Task objective
Every entry needs to be reproduced exactly.

Input records

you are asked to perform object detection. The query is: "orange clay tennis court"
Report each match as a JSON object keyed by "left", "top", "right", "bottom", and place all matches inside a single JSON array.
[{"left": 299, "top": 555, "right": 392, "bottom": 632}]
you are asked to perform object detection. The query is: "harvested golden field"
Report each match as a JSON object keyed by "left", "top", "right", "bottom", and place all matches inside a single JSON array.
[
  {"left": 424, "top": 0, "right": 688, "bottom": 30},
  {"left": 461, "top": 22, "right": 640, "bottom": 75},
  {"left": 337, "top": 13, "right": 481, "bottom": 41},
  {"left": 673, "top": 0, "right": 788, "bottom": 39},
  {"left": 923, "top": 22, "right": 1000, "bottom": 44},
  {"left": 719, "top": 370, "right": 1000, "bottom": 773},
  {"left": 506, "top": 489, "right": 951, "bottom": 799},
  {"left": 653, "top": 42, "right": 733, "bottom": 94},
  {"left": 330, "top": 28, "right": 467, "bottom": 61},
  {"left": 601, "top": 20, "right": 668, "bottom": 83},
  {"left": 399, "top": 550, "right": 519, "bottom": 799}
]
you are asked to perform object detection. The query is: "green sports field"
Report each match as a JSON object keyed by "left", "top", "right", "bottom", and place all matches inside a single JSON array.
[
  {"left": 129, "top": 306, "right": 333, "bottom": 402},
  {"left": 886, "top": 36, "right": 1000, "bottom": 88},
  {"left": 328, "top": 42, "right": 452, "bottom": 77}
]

Exercise solution
you are asked to perform object detection. The query is: "orange clay tennis court"
Report each match as a JSON object keyed by "left", "top", "right", "bottom", and place all matches inside a single JSON array.
[{"left": 299, "top": 555, "right": 392, "bottom": 632}]
you are asked to perform object detection. The query is: "harvested golden field"
Report each match as a JSON object keyed by "left", "top", "right", "bottom", and place all matches inside a single JSON array.
[
  {"left": 424, "top": 0, "right": 688, "bottom": 30},
  {"left": 461, "top": 22, "right": 640, "bottom": 75},
  {"left": 337, "top": 13, "right": 481, "bottom": 41},
  {"left": 673, "top": 0, "right": 788, "bottom": 39},
  {"left": 923, "top": 22, "right": 1000, "bottom": 44},
  {"left": 719, "top": 370, "right": 1000, "bottom": 773},
  {"left": 506, "top": 489, "right": 951, "bottom": 799},
  {"left": 653, "top": 42, "right": 733, "bottom": 94},
  {"left": 330, "top": 28, "right": 467, "bottom": 61},
  {"left": 601, "top": 20, "right": 668, "bottom": 83},
  {"left": 399, "top": 550, "right": 519, "bottom": 799}
]
you are asked to perform object detection. The query is: "green sports field"
Report each match as a JSON object keyed by "left", "top", "right", "bottom", and place all matches inside a single JSON array.
[
  {"left": 129, "top": 306, "right": 333, "bottom": 402},
  {"left": 886, "top": 36, "right": 1000, "bottom": 88},
  {"left": 328, "top": 42, "right": 452, "bottom": 77}
]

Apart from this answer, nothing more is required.